_Description of the task:_ Copy out, word for word, the lines of the items below, starting at the line that contains "As a warehouse robot's perception module, locate gloves" and continuing through the very last line.

Entries on locating named things
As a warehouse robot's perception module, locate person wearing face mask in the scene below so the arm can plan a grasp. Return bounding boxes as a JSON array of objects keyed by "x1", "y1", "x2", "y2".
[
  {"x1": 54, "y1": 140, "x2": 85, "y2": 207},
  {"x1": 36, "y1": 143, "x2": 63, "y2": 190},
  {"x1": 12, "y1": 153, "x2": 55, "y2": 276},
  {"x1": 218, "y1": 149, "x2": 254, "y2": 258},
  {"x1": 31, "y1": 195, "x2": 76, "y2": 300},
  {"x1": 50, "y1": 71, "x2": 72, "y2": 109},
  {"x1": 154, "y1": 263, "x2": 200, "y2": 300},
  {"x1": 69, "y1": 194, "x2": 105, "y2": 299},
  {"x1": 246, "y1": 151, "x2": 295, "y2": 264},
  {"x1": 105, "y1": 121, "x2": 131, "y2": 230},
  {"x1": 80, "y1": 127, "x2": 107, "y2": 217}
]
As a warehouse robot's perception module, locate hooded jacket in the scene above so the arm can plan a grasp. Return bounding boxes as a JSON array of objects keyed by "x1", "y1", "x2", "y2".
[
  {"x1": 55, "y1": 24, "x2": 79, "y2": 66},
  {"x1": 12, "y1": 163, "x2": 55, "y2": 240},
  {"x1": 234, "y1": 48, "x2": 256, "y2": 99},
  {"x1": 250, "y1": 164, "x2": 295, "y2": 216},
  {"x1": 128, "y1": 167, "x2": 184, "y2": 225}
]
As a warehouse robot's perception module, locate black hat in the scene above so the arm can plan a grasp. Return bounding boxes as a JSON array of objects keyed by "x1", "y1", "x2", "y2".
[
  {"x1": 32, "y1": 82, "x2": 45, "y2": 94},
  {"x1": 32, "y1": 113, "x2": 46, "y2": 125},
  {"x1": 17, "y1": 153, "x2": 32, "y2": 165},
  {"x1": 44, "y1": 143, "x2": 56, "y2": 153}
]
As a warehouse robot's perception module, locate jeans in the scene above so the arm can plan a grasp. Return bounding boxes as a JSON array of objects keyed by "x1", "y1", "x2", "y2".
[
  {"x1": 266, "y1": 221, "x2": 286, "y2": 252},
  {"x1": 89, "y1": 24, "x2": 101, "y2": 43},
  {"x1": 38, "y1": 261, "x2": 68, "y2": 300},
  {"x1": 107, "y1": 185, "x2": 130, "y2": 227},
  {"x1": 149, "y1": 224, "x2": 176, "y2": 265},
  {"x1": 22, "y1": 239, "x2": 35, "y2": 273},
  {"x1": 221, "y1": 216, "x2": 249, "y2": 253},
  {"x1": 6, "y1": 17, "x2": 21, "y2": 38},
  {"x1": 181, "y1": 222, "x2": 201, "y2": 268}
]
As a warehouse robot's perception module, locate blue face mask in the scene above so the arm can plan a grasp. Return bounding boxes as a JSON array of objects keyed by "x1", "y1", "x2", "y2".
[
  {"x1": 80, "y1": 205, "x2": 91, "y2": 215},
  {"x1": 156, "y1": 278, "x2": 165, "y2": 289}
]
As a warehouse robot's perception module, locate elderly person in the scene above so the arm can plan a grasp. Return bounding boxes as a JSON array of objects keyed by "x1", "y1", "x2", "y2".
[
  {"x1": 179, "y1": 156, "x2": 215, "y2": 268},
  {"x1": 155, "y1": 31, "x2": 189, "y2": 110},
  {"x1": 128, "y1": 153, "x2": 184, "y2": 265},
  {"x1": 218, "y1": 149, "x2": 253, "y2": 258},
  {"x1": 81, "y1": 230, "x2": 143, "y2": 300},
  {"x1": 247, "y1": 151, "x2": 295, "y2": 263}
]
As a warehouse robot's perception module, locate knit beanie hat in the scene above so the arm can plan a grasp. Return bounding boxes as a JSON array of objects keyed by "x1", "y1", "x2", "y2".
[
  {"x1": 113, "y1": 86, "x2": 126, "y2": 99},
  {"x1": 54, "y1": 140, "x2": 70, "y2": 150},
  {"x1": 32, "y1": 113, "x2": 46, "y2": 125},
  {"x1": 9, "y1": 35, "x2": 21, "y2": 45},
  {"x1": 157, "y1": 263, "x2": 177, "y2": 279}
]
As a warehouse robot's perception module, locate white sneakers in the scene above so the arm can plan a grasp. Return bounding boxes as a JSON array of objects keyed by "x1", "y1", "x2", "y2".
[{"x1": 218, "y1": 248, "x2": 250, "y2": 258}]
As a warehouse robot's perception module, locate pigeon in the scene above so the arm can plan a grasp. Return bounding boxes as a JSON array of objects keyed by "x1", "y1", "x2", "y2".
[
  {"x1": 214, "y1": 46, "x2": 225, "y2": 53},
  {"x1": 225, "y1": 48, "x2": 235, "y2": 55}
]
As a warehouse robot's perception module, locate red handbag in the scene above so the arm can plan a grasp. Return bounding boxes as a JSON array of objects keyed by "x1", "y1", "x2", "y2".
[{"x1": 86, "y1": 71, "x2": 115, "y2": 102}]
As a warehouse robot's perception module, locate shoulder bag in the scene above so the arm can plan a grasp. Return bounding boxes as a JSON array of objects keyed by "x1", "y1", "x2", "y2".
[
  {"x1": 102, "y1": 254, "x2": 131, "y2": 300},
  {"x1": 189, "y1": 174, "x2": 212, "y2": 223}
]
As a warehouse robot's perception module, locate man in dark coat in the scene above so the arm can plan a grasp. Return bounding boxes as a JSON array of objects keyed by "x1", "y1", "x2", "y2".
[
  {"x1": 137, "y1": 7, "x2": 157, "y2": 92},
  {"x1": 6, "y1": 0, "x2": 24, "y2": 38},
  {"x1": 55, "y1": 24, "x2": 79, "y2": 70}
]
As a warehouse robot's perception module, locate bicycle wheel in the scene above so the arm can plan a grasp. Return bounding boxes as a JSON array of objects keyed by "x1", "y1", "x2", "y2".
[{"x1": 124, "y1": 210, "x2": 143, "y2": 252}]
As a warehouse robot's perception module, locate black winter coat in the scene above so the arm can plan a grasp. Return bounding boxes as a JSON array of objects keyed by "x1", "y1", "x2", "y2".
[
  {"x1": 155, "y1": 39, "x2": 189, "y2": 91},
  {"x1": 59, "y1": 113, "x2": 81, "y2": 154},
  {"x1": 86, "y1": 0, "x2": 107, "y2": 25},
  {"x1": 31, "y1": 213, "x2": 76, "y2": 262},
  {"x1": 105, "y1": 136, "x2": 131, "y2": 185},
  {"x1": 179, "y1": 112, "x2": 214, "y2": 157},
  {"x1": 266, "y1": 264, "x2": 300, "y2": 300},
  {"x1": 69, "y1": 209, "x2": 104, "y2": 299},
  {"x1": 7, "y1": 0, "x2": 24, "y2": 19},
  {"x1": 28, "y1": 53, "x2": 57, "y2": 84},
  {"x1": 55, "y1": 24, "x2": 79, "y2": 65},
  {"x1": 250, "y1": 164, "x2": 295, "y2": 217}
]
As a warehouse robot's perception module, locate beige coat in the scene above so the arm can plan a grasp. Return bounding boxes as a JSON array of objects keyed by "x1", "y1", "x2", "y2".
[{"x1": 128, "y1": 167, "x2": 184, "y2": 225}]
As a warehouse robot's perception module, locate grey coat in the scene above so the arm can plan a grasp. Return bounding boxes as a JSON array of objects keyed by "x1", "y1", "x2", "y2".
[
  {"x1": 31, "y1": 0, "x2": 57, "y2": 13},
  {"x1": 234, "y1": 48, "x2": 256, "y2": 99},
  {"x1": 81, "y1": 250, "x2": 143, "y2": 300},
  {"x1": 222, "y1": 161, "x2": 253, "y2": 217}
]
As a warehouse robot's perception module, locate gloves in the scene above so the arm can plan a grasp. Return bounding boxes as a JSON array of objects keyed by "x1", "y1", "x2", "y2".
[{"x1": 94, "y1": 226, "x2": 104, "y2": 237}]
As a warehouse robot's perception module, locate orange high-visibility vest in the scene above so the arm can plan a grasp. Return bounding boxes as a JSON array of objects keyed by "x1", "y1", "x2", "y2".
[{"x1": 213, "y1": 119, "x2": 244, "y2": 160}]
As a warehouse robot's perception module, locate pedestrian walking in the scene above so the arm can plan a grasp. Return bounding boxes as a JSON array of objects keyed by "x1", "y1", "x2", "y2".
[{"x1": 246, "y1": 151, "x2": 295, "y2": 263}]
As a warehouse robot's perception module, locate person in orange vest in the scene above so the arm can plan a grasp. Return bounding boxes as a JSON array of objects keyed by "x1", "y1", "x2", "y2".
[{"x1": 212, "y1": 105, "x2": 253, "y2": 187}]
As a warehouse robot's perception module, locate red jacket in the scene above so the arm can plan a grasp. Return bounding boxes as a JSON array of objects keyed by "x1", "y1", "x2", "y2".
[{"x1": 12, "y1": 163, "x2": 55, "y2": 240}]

_Written solution:_
As a warehouse robot's perception module, locate gloves in the scene above so the arm can plan a grasp. Return bounding boxes as a JSON array of objects keyed by "x1", "y1", "x2", "y2".
[{"x1": 94, "y1": 226, "x2": 104, "y2": 237}]
As a warehouse robot's perception module, locate orange high-visibility vest in the scene above so the arm can plan a grasp. Return bounding boxes as a JSON array of objects keyed by "x1", "y1", "x2", "y2".
[{"x1": 213, "y1": 119, "x2": 244, "y2": 160}]
As a warehouse robot's perception module, locate pedestrian walking in the scene above so the arm can plan a grasp. Return bounding boxes as a JSON array of objects keyed by "x1", "y1", "x2", "y2".
[{"x1": 246, "y1": 151, "x2": 295, "y2": 263}]
As a warehouse robot's perception module, locate person in orange vest in the scene above so the arm can plan a grasp. Return bounding boxes as a JSON array of objects keyed by "x1", "y1", "x2", "y2".
[{"x1": 212, "y1": 105, "x2": 253, "y2": 187}]
As a warehouse robot's perception module, locate red jacket in the scene above so the arm can plan a grasp. Return bounding boxes as a JSON array of objects keyed by "x1", "y1", "x2", "y2".
[{"x1": 12, "y1": 163, "x2": 55, "y2": 240}]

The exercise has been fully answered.